Stored data entries:
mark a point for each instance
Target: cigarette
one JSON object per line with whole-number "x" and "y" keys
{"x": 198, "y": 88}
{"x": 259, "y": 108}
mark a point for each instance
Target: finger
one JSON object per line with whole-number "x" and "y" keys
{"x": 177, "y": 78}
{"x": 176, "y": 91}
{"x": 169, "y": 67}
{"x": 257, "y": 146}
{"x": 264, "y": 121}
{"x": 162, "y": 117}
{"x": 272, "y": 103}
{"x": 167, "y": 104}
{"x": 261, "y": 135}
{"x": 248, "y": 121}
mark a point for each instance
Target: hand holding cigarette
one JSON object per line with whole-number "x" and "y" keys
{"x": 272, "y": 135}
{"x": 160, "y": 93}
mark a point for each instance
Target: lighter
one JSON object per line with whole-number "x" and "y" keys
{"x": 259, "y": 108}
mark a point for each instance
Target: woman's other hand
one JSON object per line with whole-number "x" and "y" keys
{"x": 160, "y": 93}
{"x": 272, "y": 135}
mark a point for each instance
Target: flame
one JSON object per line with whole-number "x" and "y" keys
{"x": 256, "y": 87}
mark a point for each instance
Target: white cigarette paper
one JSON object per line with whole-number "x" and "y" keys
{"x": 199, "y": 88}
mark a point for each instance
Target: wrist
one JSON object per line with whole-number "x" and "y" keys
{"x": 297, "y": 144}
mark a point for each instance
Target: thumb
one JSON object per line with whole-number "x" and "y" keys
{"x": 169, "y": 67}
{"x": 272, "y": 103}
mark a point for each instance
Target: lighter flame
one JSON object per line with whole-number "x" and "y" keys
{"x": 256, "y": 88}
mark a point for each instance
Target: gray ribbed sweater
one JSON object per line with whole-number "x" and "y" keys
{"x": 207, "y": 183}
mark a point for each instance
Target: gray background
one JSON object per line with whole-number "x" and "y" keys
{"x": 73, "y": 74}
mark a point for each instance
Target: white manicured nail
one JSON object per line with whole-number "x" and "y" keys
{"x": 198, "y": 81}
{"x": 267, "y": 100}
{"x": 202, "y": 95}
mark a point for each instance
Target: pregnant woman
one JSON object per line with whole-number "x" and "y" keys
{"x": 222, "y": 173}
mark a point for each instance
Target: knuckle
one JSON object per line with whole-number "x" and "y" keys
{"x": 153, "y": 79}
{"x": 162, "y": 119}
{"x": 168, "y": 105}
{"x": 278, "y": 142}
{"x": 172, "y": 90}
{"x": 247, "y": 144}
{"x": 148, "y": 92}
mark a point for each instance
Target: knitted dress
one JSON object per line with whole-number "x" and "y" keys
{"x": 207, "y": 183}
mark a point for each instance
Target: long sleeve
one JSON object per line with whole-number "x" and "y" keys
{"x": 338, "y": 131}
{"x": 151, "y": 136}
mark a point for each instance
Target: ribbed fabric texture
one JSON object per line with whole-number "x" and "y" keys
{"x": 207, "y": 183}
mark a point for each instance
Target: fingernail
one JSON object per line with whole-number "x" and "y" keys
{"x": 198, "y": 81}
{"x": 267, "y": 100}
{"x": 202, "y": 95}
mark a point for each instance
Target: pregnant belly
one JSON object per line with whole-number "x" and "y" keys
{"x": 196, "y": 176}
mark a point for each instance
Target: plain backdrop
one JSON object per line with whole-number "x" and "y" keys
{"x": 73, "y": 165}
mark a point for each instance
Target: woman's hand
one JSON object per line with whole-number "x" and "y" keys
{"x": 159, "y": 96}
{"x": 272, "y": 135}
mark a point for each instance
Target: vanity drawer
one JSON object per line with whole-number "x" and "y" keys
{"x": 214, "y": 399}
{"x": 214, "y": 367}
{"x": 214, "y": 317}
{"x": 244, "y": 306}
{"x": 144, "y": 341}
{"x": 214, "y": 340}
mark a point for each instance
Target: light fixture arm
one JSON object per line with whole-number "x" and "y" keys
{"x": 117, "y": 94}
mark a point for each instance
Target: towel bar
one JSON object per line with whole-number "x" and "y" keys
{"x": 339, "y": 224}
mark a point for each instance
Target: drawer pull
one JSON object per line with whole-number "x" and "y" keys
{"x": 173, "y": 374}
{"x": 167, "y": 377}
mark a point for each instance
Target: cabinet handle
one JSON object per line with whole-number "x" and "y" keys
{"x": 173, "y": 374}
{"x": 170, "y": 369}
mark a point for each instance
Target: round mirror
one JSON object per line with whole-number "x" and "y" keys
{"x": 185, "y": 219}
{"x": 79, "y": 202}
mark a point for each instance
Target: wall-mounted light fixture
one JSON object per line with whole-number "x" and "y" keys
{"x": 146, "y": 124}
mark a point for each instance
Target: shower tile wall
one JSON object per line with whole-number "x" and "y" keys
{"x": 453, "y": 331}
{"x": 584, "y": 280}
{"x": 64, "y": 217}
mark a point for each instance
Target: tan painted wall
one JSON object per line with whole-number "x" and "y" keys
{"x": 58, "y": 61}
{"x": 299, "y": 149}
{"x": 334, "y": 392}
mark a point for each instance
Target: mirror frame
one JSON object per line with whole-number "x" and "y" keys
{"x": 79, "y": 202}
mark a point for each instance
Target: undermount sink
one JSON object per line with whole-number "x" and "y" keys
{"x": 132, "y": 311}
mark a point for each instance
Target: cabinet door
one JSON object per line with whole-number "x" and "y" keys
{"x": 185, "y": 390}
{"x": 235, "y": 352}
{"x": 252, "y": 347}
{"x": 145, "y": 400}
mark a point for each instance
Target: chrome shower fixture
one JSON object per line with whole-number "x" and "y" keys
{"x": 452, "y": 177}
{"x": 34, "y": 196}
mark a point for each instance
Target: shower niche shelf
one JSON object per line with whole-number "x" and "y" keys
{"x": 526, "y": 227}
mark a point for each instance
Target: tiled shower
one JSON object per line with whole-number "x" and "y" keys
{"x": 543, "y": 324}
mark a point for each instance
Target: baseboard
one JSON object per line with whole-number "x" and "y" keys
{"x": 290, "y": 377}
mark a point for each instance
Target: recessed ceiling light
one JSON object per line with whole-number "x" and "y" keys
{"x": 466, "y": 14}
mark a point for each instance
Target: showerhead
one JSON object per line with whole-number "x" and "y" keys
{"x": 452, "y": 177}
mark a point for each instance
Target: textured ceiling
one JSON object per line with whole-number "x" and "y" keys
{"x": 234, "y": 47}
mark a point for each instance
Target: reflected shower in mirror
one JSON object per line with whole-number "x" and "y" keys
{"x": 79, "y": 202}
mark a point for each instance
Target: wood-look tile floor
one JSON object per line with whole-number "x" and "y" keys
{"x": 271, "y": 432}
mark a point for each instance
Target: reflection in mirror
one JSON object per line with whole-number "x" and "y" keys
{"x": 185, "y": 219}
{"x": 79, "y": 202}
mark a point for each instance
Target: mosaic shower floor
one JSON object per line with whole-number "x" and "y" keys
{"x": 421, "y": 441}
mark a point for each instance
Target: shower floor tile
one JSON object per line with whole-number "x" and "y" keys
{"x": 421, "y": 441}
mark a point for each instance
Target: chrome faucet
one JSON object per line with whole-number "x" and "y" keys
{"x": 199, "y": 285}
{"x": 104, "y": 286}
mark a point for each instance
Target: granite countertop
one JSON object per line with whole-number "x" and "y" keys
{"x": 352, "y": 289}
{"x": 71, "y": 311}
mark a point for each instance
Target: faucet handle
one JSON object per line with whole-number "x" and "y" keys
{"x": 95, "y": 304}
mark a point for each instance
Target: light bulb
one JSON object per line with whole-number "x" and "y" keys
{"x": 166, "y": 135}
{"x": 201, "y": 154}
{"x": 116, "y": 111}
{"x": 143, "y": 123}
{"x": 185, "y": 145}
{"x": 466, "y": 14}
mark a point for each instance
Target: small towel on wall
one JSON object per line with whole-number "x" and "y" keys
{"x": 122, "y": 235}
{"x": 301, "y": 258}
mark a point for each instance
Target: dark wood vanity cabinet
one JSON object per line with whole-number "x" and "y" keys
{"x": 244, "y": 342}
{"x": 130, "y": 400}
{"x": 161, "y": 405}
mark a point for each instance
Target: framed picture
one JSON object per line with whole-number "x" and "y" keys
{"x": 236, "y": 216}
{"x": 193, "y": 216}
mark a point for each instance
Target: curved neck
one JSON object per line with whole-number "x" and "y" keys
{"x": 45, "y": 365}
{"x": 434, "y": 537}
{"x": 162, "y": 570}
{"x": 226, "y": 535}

#### [Assignment]
Please report every line of the records above that contains the word "towel".

#### [Output for this task]
Target: towel bar
Target: small towel on wall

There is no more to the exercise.